• **Selected extract**
Medication errors are implicated in almost 22 per cent of all unplanned hospital admissions in Australia each year, making medication management critical for older Australians.
A study overseen by the National Prescribing Service in 2012 indicated that almost half of Australians aged 50 plus take at least five drugs or supplements on a typical day, with one third of women over 75 years of age taking 10 or more different medications per day.
This many medications can be a major source of stress for both older Australians and the carers who assist in ensuring that the right medications are taken in the prescribed amounts, at the correct times each day.
As we get older, vision problems, cognitive impairment and confusion can make it difficult to remember which medications to take and when. This can affect all of us, and it is important that strategies are used in order to avoid being one of these hospital statistics. These six tips can help you manage your medication in a safe and effective manner:
1. The safest way to manage medications is to ask your pharmacist to provide the medications in a blister pack rather than individual bottles and packaging. To avoid errors, the pack provides medications in pockets, which clearly indicate the day and the times per day, it should be taken.
2. If blister packs are not possible, it is critical to get organised. Buying a pillbox or medication organiser from the chemist can assist. If there is more than one person in the home, don’t store everyone’s medication in the same place. Have separate storage places to reduce the chance of taking someone else’s medications. Some people put their daytime medications in a different coloured box to their nighttime medications.
3. Missed and doubled doses are the cause of most medication errors. It is important that you create a system which helps you take the right medications at the right time each day. Some people use calendars and mark off when they have taken medications, others set alarms or have written reminders around the house. It can also help to include taking medication in your daily routine (i.e. before you brush your teeth, etc.). Additionally, there is great technology which you can program to remind you to take medications. Personal alarm technology now has functionality to program up to six medication reminders per day. There are smartphone and tablet apps which can assist with reminders. Call Lifelink on 1300 851 771 for more information on medication reminders or mobile phone apps.

• **Data excerpt**

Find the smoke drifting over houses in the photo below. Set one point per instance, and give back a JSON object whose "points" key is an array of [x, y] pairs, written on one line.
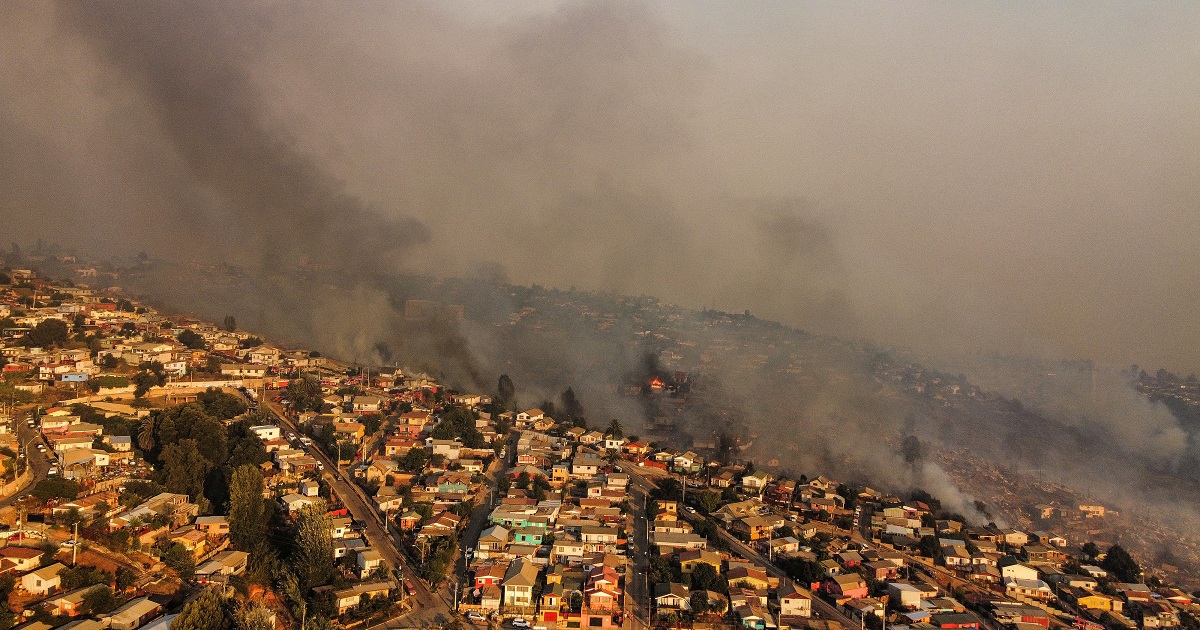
{"points": [[948, 178]]}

• **Task set**
a) In the text on medication management for older Australians, what causes most medication errors?
b) Continue the text on medication management for older Australians, starting after its last sentence.

• **Task-by-task results**
a) Missed and doubled doses.

b)
4. Keep a list of your current medications. Whether you trust your memory or not, keeping a list of your medications, including non-prescription medications, vitamins and supplements is an effective tool. Next to each medication, note the name, date started, the doctor or health professional who prescribed the medication, dosage and any specific instructions given. It’s also worthwhile including any allergies of which you are aware. It is ideal to keep this in your purse or wallet and keep it up to date. This can be used at doctors’ appointments, hospital stays or any other interaction you may have with health professionals.
5. It is important to keep track of side effects and let your doctor know immediately about any unexpected symptoms or changes in the way you feel. Examples include dizziness and drowsiness which could lead to a fall; stomach upset, diarrhoea or constipation; blurred vision; dry mouth; and fatigue/lack of energy. Know what to expect, how long the side effects may last, what to do when they occur, and when to contact your doctor.
6. And then there are the obvious dos and don’ts. Don’t take another person’s medications, don’t take expired medications, don’t skip doses and do store medications as directed. It is also really important, at least once a year, to take all your medications to the doctor to review. This includes any vitamins, dietary supplements and herbals.
Make sure your pharmacist and doctors’ phone numbers are handy. One mistake could cost you a hospital visit, so if you any questions at all, or are concerned; it is worth the phone call.